Goal of the exercise — Transcribe the entries exactly as each line appears.

Input data —
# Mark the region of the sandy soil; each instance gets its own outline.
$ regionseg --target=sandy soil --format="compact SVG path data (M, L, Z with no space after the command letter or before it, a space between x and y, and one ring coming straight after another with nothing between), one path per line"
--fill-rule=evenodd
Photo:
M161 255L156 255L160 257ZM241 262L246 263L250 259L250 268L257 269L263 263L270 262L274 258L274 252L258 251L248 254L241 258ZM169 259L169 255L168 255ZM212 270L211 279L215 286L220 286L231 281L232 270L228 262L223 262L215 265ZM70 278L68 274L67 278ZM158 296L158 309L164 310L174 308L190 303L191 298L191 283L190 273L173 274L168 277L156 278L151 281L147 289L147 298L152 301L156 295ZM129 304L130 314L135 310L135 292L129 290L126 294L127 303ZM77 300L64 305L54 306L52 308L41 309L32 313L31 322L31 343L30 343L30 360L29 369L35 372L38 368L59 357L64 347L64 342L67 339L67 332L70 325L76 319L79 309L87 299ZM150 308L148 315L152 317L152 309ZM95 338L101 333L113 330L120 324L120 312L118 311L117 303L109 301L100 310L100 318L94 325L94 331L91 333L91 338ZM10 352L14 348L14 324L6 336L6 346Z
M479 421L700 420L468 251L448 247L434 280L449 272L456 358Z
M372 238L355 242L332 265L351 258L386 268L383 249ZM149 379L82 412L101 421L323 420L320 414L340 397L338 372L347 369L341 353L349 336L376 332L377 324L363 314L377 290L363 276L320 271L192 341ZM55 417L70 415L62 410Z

Worked solution —
# Mark the region of the sandy soil; each instance gets its own outline.
$ regionseg --target=sandy soil --format="compact SVG path data (M, L, Z with no space after the command letter or before it, a space between x and y, and one ring coming straight after another with nothing between), one path per line"
--fill-rule=evenodd
Photo:
M161 255L156 255L160 257ZM241 262L246 263L250 259L250 268L257 269L263 263L270 262L274 258L274 252L258 251L248 254L241 258ZM169 259L169 255L168 255ZM212 270L211 279L215 286L220 286L231 281L232 270L228 262L223 262L215 265ZM70 278L68 274L67 278ZM158 296L158 309L164 310L174 308L190 303L191 298L191 283L190 273L173 274L168 277L156 278L151 281L147 289L147 298L152 301L156 295ZM129 304L130 314L135 310L135 292L129 290L126 294L127 303ZM77 300L64 305L54 306L52 308L41 309L32 313L31 322L31 343L30 343L30 360L29 369L35 372L38 368L59 357L64 347L64 342L67 339L67 332L70 325L76 319L79 309L87 299ZM150 308L148 315L152 317L152 309ZM95 338L101 333L113 330L120 324L120 312L118 311L117 303L109 301L100 310L100 318L94 325L94 331L91 333L91 338ZM10 352L14 348L14 324L6 336L6 346Z
M479 421L700 420L468 251L448 247L434 280L449 272L456 358Z
M372 238L355 242L332 265L351 258L386 268L383 249ZM149 379L82 412L101 421L323 420L320 414L340 397L338 372L347 369L341 353L349 336L376 332L377 324L363 314L377 290L363 276L320 271L192 341ZM55 417L70 415L62 410Z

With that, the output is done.